■ **Estratto del documento**:
Insieme a Fabrizio Fiorani, miglior pasticciere d'Asia per la Word's 50 Best, andiamo alla scoperta dei 12 dolci imperdibili della pasticceria giapponese ma non solo. La storia del wagashi, la filosofia che c'è dietro i dolci in Giappone. "Le pasticcerie tradizionali producono delle mini opere d’arte fatte a mano, è incredibile" ci dice il pastry chef.
La pasticceria giapponese è un argomento molto discusso nel mondo della gastronomia. La cura per i dettagli, l'uso ridotto dello zucchero, le forme geometriche ricercate, rendono i dolci nipponici perfetti per l'alta cucina, ma c'è di più. Siamo andati alla ricerca dei 12 dolci imperdibili del Giappone e della loro storia.
Tutto ciò che riguarda il Sol Levante sembra essere circondato da una leggerezza sofisticata e da un profondo senso dell’estetica. Pensiamo agli origami, alla grafia, ai templi. La stessa cucina nipponica è aggraziata nell’aspetto e nel sapore in ogni sua portata ma, arrivati al dolce, l’argomento diventa un po’ particolare. Non perché i dolci non siano leggiadri, ma le preparazioni tradizionali giapponesi sono abbastanza strane per i gusti a cui siamo abituati.
Per parlare della pasticceria giapponese ci siamo rivolti a un esperto, Fabrizio Fiorani, il miglior pasticciere d’Asia per la Word’s 50 Best, un risultato ottenuto quando era pastry chef nei ristoranti Bulgari a Tokyo e Osaka. Fiorani, romano doc, ha lavorato anni in Giappone prima di tornare in Italia e oggi, tra le altre cose, è il pastry chef di Ciccio Sultano, cuoco 2 Stelle Michelin.

■ **Elenco dati**:
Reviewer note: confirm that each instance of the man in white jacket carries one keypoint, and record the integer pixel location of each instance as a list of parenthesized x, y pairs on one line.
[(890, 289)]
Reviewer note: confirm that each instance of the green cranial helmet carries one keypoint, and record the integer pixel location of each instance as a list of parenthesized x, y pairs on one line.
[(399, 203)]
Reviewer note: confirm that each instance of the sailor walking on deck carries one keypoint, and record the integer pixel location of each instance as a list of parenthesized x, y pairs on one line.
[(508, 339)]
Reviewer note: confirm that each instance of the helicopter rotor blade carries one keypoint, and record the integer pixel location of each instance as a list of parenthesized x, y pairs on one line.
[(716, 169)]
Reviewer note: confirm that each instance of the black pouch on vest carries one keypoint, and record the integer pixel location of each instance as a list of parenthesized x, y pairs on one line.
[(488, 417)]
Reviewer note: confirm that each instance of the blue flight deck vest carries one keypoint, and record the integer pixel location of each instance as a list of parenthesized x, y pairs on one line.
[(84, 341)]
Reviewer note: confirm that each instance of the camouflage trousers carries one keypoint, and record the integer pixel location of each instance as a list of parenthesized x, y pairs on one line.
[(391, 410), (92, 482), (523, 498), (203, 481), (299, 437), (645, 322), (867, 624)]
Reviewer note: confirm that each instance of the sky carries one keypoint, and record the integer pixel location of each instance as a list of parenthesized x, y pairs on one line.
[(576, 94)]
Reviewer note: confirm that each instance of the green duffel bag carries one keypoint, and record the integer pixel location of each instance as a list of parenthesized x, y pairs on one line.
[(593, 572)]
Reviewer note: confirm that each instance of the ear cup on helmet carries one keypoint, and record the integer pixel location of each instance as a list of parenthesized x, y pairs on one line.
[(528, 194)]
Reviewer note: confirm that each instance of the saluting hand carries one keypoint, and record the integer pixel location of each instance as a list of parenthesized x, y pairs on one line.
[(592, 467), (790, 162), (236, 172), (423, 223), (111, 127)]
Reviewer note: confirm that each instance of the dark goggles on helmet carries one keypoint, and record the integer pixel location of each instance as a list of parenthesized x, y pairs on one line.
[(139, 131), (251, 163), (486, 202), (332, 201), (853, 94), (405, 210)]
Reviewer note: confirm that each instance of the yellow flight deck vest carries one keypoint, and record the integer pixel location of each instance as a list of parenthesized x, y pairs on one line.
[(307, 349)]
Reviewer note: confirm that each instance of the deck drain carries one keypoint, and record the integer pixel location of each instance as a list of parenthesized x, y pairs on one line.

■ **Consegne**:
(1) Rispondi a queste domande sul testo sulla pasticceria giapponese:
(a) Quali tre esempi vengono citati per il senso dell'estetica del Sol Levante?
(b) Come è l'uso dello zucchero nei dolci nipponici?
(c) Di quale cuoco è oggi il pastry chef Fabrizio Fiorani?
(2) Prosegui il testo sulla pasticceria giapponese dal punto in cui si interrompe.
Le righe non hanno alcun ruolo in questo lavoro.

■ **Risposte per consegna**:
(1)
(a) Gli origami, la grafia e i templi.
(b) Ridotto.
(c) Di Ciccio Sultano, cuoco 2 Stelle Michelin.

(2)
Fiorani ci ha spiegato che "nella pasticceria c’è un mix tra l'estetica, lo stile e il gusto, in quest’ordine: Wagashi o Moshi non hanno un gusto così predominante. La questione è nella forma, nella consistenza, nella confezione in cui viene venduto il dessert. La forma è metà della sostanza in questo caso. Tutti i grandi partner store o le pasticcerie tradizionali producono delle mini opere d’arte fatte a mano, dei fiori piuttosto che delle forme geometriche, è incredibile".
Questo stile nominato da Fiorani è riferito alla pasticceria tradizionale giapponese. Si tratta di una vera e propria forma mentis: l’obiettivo è utilizzare prodotti vegetali per ottenere consistenze sorprendenti. L’aspetto è fondamentale: basi neutre devono essere modellate e decorate diversamente in base alle ricorrenze, con delle caratteristiche precise e distinguibili legate alle varie festività. Altro punto fondante della cultura wagashi è l’utilizzo di pochissimo zucchero e il servizio esclusivamente in monoporzione, ognuna curata fino all’esasperazione.
Gli ingredienti base di queste preparazione sono lo zucchero di canna, i fagioli azuki, la farina di riso o di grano, il kudzu (una pianta selvatica rampicante) o, in alternativa, l’agar-agar per ottenere le gelatine. Le preparazioni risalgono a oltre 200 anni fa perché tutti i dolci introdotti dopo il Rinnovamento Meji del 1868 non sono da considerare originali wagashi.
Grazie ai ritrovamenti degli scavi su numerose isole dell’arcipelago giapponese sappiamo che i dolci fanno parte della dieta quotidiana degli abitanti da tanti secoli.
A seconda delle epoche, la società ha consumato diverse tipologie di dolci: partiamo dalla tradizione Tang, che metteva al centro del mondo dolciario la farina di riso fritta nell’olio e l’ebollizione del succo d’uva usato al posto dello zucchero.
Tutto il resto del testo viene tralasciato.